It's Guerrilla Marketing, Not Guerilla Marketing
The issues of typos and mis-spellings when people use Google and other search engines has been highlighted to me twice this week.
The first was in a promotional email offering to help me find common mis-spellings of my key words.
The second was a comment from Mitch Meyerson, author of the excellent book "Success Secrets Of the Online Marketing Superstars."
This problem could present a great opportunity for your Internet marketing as it gives you a chance to leverage the strength of your website in less contested areas.
It's very easy for people to type the wrong letters into the search box.
The fingers can be out-of-sync with the brain, line up on the keyboard wrong or we just stumble with unfamiliar words.
Or perhaps it may be local custom and practice.
There are so many different spellings between British English and American English. We can understand each other but a computer will be much more precise.
When I first started with Guerrilla Marketing I had problems with the number of Rs and Ls in Guerrilla.
I knew Jay Conrad Levinson's approach wasn't called gorilla (or is that gorila) marketing but was it guerila marketing, guerrila marketing, guerilla marketing or the correct Guerrilla Marketing?
And was it ue or eu at the beginning? The word was just unfamiliar and I was uncertain.

____________

**Exercise aim**.
Continue the piece about misspelled search terms and Guerrilla Marketing from the point where it stops.

**Raw records**.
____________

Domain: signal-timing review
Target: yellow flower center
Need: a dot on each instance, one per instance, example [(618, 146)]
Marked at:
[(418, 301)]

____________

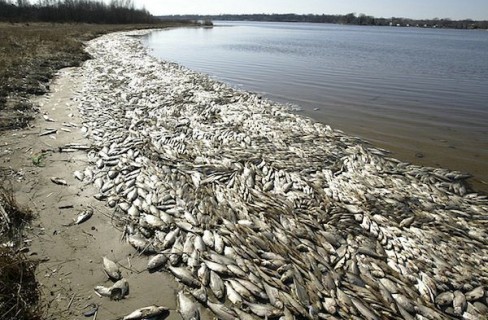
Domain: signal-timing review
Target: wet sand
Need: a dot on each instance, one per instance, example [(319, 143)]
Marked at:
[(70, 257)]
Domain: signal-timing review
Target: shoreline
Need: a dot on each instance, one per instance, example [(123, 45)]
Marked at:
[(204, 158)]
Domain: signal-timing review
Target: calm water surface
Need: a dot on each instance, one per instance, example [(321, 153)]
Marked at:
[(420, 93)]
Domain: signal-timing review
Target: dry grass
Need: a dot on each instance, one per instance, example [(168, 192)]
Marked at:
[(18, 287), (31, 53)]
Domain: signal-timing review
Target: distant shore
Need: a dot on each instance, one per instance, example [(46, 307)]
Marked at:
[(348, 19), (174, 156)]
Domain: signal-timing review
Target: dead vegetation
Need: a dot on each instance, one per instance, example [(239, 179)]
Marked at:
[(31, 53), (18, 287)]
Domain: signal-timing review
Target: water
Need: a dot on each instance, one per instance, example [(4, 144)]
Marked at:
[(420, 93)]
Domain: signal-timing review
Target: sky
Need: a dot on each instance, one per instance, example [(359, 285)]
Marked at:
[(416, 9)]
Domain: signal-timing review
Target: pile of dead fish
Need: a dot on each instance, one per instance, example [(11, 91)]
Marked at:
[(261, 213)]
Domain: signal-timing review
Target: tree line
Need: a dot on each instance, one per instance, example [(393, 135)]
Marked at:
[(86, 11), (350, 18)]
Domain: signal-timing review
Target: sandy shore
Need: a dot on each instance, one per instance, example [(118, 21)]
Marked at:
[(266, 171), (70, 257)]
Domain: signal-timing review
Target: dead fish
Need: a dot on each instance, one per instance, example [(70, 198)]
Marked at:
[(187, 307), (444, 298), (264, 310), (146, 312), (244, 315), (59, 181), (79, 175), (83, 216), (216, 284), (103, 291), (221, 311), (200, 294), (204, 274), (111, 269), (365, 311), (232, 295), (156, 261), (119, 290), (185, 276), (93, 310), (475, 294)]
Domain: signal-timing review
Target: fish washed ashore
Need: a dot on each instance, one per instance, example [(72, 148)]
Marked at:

____________

**Answer to this exercise**.
A chance to apply Guerrilla Marketing
Coding mis-spellings and typos into your Internet marketing strategy is a chance for you to put the guerrilla marketing principles into practice.
Suppose your key word phrase was searched 10,000 but was heavily contested by many businesses and aggressive pay per click campaigns.
And then suppose you discovered that common variations of your key words based around common spelling mistakes were searched 250 times, 200 times and 150 times but these areas were much less contested. (See products like Wordtracker or the free Overture/Yahoo search tool.)
It has to make sense to target this easy traffic doesn't it?
You can do it in your meta tags and keep it hidden from the majority of searchers.
For them you are just a lucky find, someone who has taken the time and consideration to make life easy for them by catering for common typos and mis-spellings.
Or you could be more brazen and do as I have, and include it in your title.
But you still have to give the impression of being professional and that the typo is intentional. I've managed to do it in an educational way.
This is just the type of great tip you can pick up from joining the Guerrilla Marketing Association, Jay Conrad Levinson's solution to keeping you bang up-to-date with the latest Guerrilla Marketing tactics and techniques.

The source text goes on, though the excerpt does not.